**Exercise task**
Reproduce the full article about the tape of Margaret Hassan's murder, word for word.

**Selected text**
The news that a tape showing the murder of his wife was probably genuine came as a shattering blow to Tahseen Hassan. His hope that Margaret Hassan was alive and may be freed had been growing recently.
The video of Mrs Hassan's murder was handed to al-Jazeera last Thursday, but the station decided not to broadcast the film. Instead it contacted British diplomats, who sent a specialist team to the network's headquarters in Qatar. Only when the diplomats were certain of the tape's authenticity did they tell her husband. He was told about the probable authenticity of the video by the British embassy in Baghdad but has not seen it himself.
Mr Hassan said last night: "All I know is what I have been told, that there is a video of Margaret which shows her death, her murder. Of course I have been hoping that she was alive, that she will come back home one day. I am hoping to hear some more news, at least where her body is, so that I can give her a proper burial. I feel shattered now, I just do not know what to think any more."
Mr Hassan has been pursuing his own efforts to free his wife through private channels, and he had come to believe that she was being held in the Abu Ghraib area, south-west of Baghdad. Intermediaries had also told him that they were negotiating her freedom.
Foreign Office experts analysed the tape purporting to show Mrs Hassan's murder. Jack Straw, the Foreign Secretary, said Mrs Hassan had "probably been murdered, although we cannot conclude this with complete certainty."

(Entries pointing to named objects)
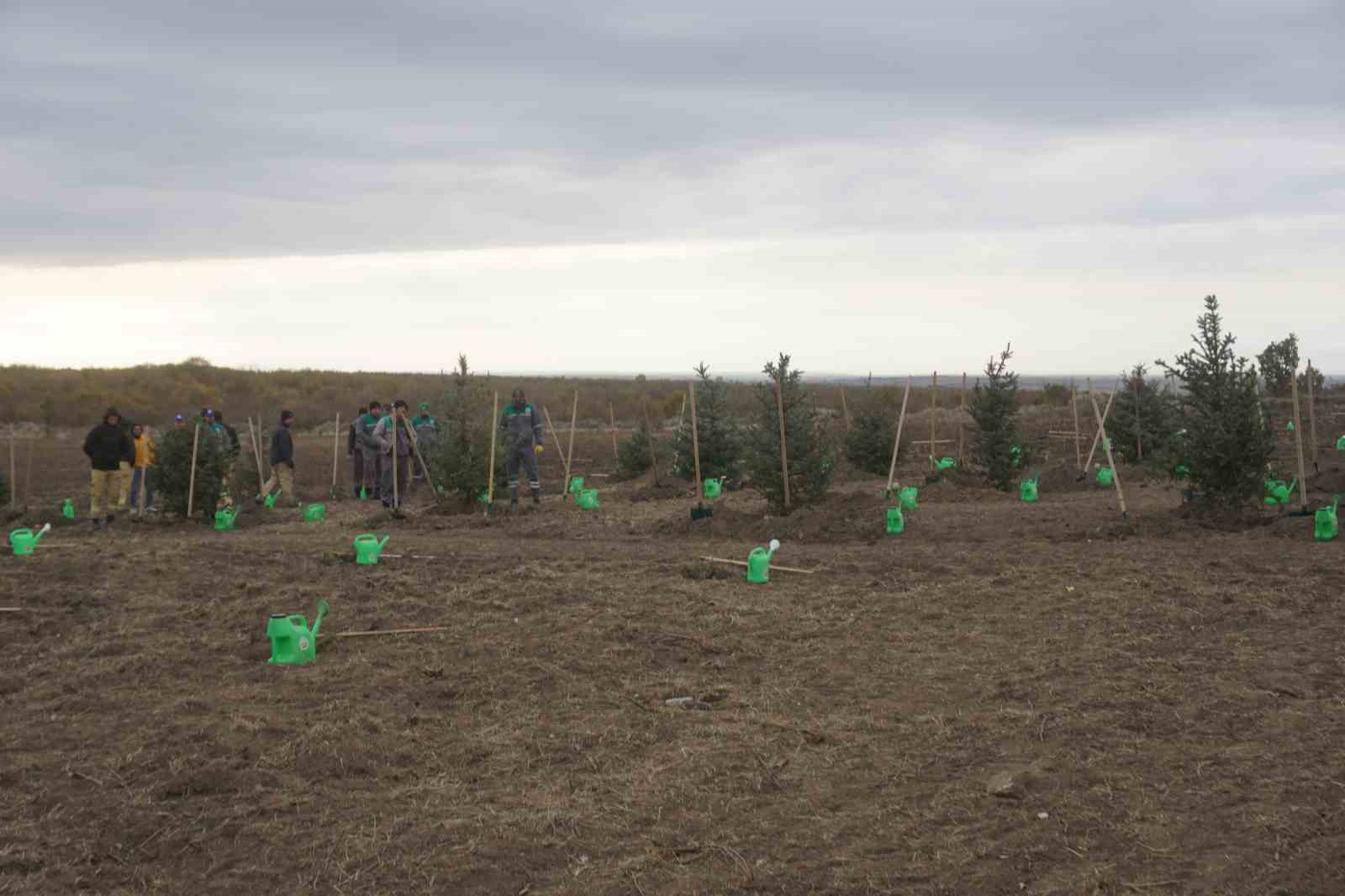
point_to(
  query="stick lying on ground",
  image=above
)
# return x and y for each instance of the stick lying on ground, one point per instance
(385, 631)
(773, 568)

**Completed task**
The news that a tape showing the murder of his wife was probably genuine came as a shattering blow to Tahseen Hassan. His hope that Margaret Hassan was alive and may be freed had been growing recently.
The video of Mrs Hassan's murder was handed to al-Jazeera last Thursday, but the station decided not to broadcast the film. Instead it contacted British diplomats, who sent a specialist team to the network's headquarters in Qatar. Only when the diplomats were certain of the tape's authenticity did they tell her husband. He was told about the probable authenticity of the video by the British embassy in Baghdad but has not seen it himself.
Mr Hassan said last night: "All I know is what I have been told, that there is a video of Margaret which shows her death, her murder. Of course I have been hoping that she was alive, that she will come back home one day. I am hoping to hear some more news, at least where her body is, so that I can give her a proper burial. I feel shattered now, I just do not know what to think any more."
Mr Hassan has been pursuing his own efforts to free his wife through private channels, and he had come to believe that she was being held in the Abu Ghraib area, south-west of Baghdad. Intermediaries had also told him that they were negotiating her freedom.
Foreign Office experts analysed the tape purporting to show Mrs Hassan's murder. Jack Straw, the Foreign Secretary, said Mrs Hassan had "probably been murdered, although we cannot conclude this with complete certainty."